[Items from a dataset]

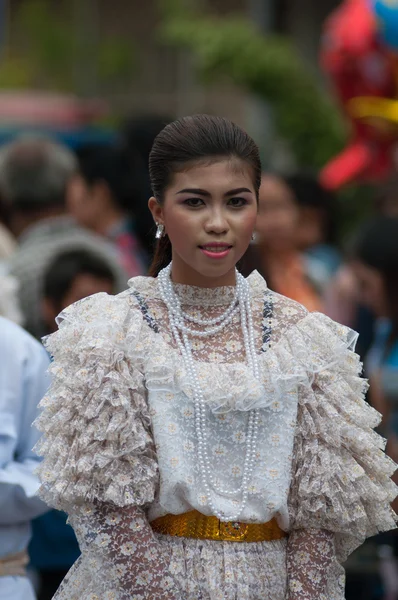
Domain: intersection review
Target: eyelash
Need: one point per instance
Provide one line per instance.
(188, 202)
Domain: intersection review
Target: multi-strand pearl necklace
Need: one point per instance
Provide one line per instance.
(179, 323)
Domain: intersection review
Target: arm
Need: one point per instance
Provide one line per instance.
(23, 382)
(125, 555)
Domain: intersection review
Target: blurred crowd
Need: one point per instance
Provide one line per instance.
(74, 222)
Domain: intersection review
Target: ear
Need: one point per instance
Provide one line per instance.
(157, 210)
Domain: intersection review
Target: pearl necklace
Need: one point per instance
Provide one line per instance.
(240, 303)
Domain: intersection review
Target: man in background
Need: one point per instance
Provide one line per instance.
(23, 382)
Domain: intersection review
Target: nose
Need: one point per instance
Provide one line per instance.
(217, 222)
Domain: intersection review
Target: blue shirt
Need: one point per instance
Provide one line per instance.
(23, 382)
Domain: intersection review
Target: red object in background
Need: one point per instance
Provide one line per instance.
(361, 70)
(49, 110)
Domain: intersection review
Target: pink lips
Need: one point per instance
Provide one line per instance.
(216, 250)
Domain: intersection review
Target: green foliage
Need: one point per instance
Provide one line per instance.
(266, 66)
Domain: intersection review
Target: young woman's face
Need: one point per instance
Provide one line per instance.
(209, 213)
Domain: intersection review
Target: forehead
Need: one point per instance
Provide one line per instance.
(217, 176)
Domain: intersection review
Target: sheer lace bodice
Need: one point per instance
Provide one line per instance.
(119, 438)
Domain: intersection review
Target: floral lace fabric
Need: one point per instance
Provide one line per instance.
(119, 449)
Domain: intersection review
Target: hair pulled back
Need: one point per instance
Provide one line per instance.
(195, 139)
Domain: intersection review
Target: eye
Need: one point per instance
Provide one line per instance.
(194, 202)
(237, 202)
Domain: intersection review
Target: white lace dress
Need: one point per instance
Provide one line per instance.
(119, 448)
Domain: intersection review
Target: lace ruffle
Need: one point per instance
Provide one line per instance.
(97, 443)
(341, 476)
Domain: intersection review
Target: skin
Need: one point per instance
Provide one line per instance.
(83, 285)
(222, 208)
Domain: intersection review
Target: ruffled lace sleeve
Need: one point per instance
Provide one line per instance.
(341, 477)
(97, 443)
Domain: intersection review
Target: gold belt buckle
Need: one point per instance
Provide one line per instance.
(233, 531)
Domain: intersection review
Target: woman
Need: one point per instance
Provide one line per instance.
(188, 429)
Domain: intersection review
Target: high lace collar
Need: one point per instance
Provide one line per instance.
(198, 296)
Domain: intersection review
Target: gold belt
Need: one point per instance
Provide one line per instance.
(195, 525)
(14, 565)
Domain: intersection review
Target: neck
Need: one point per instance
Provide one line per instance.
(182, 273)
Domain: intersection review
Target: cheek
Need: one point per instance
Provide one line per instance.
(246, 223)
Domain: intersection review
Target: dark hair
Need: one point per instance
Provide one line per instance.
(308, 192)
(376, 245)
(66, 266)
(189, 140)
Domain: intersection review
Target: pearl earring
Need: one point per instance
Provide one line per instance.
(160, 231)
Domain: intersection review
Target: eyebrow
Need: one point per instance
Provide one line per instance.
(200, 192)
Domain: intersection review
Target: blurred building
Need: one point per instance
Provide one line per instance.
(163, 80)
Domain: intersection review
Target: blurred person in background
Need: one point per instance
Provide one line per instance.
(70, 277)
(34, 177)
(136, 138)
(9, 304)
(342, 297)
(375, 267)
(316, 231)
(23, 382)
(275, 253)
(101, 198)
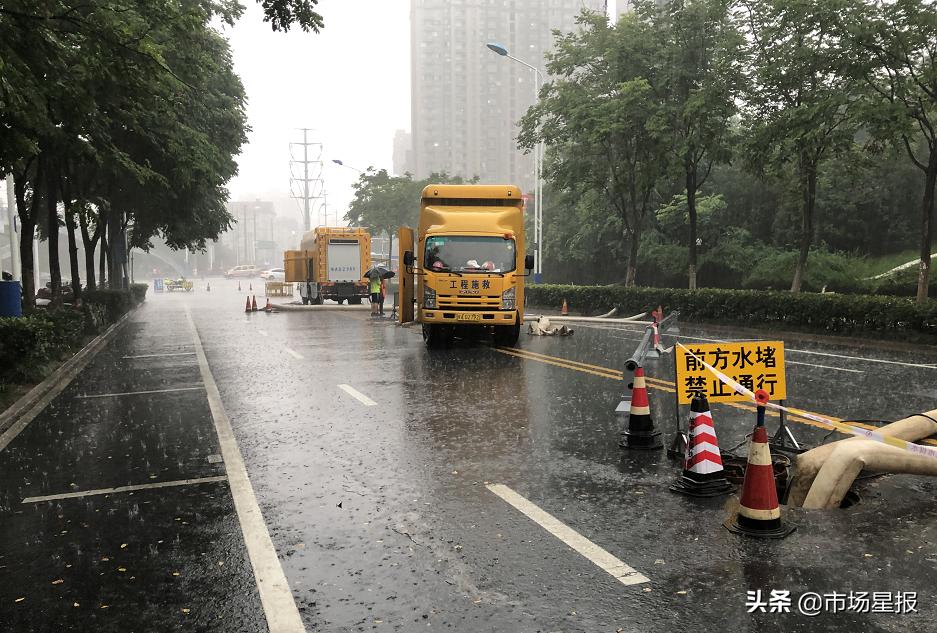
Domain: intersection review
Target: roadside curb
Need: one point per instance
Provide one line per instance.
(22, 412)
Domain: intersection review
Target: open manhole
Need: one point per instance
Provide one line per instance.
(852, 498)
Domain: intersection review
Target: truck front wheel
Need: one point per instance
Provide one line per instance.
(433, 335)
(507, 335)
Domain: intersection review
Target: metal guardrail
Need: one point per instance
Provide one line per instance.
(646, 345)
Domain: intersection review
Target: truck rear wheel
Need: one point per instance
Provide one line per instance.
(433, 335)
(507, 335)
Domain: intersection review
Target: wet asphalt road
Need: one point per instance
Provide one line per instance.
(380, 515)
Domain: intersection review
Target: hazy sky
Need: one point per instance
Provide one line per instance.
(350, 84)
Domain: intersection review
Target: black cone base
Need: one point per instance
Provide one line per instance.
(689, 486)
(774, 528)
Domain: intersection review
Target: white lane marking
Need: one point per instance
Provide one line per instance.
(159, 355)
(108, 491)
(275, 594)
(601, 557)
(854, 371)
(357, 395)
(136, 393)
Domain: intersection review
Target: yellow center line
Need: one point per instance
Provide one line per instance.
(664, 385)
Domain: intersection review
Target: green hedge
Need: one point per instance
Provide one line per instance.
(816, 312)
(29, 344)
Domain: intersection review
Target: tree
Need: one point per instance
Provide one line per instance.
(895, 48)
(703, 76)
(802, 99)
(604, 121)
(384, 203)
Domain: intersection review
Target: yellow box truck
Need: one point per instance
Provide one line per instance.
(330, 264)
(466, 264)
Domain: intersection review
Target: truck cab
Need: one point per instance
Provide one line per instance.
(469, 262)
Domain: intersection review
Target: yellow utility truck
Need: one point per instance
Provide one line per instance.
(330, 264)
(466, 264)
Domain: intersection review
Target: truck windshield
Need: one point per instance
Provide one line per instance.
(469, 253)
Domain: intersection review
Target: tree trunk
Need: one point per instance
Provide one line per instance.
(114, 273)
(72, 251)
(691, 208)
(927, 226)
(27, 236)
(102, 263)
(806, 223)
(52, 211)
(89, 243)
(632, 271)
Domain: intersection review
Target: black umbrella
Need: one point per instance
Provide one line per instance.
(381, 271)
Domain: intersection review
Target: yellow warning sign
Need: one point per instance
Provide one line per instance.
(753, 364)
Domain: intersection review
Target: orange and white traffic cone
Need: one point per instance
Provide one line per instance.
(641, 433)
(759, 512)
(703, 474)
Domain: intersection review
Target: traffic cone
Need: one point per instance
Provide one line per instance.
(641, 433)
(703, 475)
(759, 512)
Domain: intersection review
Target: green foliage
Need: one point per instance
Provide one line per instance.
(815, 312)
(31, 343)
(383, 203)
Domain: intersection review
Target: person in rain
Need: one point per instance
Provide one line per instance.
(374, 287)
(383, 296)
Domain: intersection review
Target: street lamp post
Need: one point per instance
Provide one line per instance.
(538, 162)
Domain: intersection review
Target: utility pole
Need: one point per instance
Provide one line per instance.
(14, 242)
(311, 180)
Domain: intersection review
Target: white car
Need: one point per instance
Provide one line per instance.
(242, 271)
(273, 274)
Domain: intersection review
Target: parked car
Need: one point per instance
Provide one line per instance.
(246, 270)
(274, 274)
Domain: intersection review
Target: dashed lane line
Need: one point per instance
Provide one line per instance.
(138, 393)
(158, 355)
(118, 489)
(601, 557)
(357, 395)
(276, 598)
(846, 369)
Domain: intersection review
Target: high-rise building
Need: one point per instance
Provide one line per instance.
(403, 153)
(466, 101)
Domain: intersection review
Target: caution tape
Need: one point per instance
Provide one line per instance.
(875, 436)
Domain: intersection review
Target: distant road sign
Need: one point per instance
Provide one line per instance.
(755, 365)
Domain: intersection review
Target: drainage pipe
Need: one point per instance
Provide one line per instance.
(847, 460)
(910, 429)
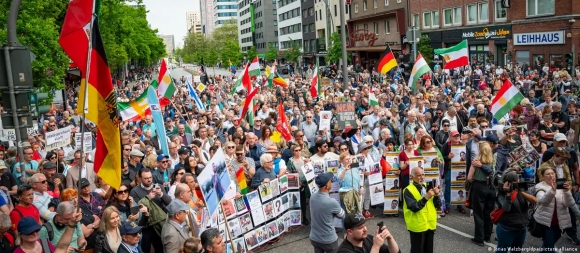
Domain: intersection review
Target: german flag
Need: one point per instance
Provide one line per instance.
(101, 108)
(387, 61)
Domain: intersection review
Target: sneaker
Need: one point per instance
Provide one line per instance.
(367, 215)
(573, 239)
(480, 244)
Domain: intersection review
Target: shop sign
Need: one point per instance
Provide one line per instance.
(539, 38)
(487, 33)
(361, 35)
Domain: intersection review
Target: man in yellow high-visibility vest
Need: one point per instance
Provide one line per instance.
(421, 201)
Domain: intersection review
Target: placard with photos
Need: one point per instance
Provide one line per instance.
(266, 213)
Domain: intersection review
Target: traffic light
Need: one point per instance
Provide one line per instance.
(36, 101)
(405, 70)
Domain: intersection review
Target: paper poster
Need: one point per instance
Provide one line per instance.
(459, 154)
(308, 171)
(393, 159)
(391, 205)
(325, 117)
(376, 176)
(458, 196)
(377, 194)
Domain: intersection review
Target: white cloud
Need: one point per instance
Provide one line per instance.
(168, 16)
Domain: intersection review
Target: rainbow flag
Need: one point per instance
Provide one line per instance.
(241, 177)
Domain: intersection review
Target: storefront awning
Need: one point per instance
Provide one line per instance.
(374, 49)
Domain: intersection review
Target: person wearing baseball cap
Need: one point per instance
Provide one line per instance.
(358, 239)
(323, 210)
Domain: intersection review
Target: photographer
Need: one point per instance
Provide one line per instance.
(512, 226)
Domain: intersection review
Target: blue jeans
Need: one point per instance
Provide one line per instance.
(551, 236)
(509, 238)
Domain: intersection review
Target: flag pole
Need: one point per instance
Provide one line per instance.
(85, 96)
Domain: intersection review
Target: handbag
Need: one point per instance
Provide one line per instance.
(497, 213)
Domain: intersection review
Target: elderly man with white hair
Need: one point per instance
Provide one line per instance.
(265, 173)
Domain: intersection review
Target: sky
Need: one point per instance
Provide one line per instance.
(168, 16)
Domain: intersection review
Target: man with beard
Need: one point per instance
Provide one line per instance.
(359, 241)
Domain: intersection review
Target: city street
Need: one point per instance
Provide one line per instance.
(453, 235)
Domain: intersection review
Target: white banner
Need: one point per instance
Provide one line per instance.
(58, 135)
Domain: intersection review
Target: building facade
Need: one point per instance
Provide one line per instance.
(543, 32)
(308, 32)
(193, 21)
(169, 41)
(327, 20)
(289, 24)
(207, 16)
(373, 25)
(224, 12)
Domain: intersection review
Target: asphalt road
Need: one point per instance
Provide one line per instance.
(453, 235)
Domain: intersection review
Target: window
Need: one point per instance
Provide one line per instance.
(415, 20)
(540, 7)
(500, 12)
(471, 14)
(426, 19)
(483, 9)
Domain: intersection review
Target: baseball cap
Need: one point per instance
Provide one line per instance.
(353, 220)
(161, 156)
(130, 228)
(136, 152)
(27, 225)
(49, 165)
(84, 182)
(322, 179)
(176, 206)
(560, 137)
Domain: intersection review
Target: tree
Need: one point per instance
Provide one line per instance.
(251, 53)
(293, 52)
(334, 52)
(271, 53)
(426, 50)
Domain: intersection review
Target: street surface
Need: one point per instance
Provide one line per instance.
(453, 235)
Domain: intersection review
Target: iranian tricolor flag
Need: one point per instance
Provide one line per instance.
(455, 56)
(505, 100)
(165, 86)
(254, 67)
(315, 89)
(419, 69)
(373, 101)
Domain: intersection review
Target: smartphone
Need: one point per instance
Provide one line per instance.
(135, 210)
(560, 184)
(380, 225)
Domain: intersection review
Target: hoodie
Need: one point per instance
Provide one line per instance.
(501, 162)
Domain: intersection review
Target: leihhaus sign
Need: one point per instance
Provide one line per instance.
(487, 33)
(361, 35)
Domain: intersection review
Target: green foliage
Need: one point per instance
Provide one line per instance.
(334, 52)
(271, 53)
(38, 27)
(251, 53)
(293, 52)
(124, 29)
(426, 50)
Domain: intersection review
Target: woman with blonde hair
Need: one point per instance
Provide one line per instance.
(191, 245)
(482, 195)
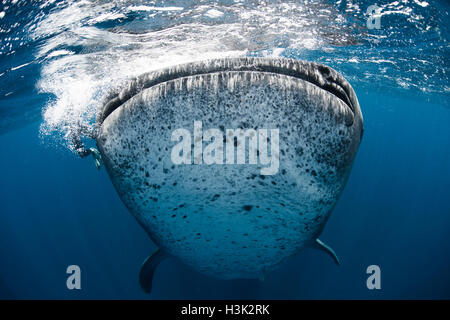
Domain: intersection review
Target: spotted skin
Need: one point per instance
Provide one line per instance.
(229, 221)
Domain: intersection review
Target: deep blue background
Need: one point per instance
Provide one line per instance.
(57, 210)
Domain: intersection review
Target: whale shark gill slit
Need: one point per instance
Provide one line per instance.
(316, 74)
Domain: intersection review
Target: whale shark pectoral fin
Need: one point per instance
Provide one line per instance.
(318, 244)
(148, 269)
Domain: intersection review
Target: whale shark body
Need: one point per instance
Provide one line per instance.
(225, 218)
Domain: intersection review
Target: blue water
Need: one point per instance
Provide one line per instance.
(57, 209)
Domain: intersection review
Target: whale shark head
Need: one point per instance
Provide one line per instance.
(232, 165)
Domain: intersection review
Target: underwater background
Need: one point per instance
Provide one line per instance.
(58, 61)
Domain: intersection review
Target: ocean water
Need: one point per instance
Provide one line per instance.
(58, 61)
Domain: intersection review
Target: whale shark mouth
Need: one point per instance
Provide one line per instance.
(319, 75)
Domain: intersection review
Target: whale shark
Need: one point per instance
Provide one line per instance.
(186, 148)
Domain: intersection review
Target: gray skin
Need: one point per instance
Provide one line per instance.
(229, 221)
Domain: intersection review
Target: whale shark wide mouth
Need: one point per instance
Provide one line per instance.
(316, 74)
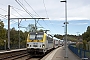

**Set exercise**:
Locate each line above that contains the word "shark" and copy those lines. Case counts.

**Written answer**:
Target: whale shark gill slit
Target: whale shark pectoral fin
Target: whale shark body
Target: whale shark head
Target: whale shark mouth
Target: whale shark
Target: whale shark wide mouth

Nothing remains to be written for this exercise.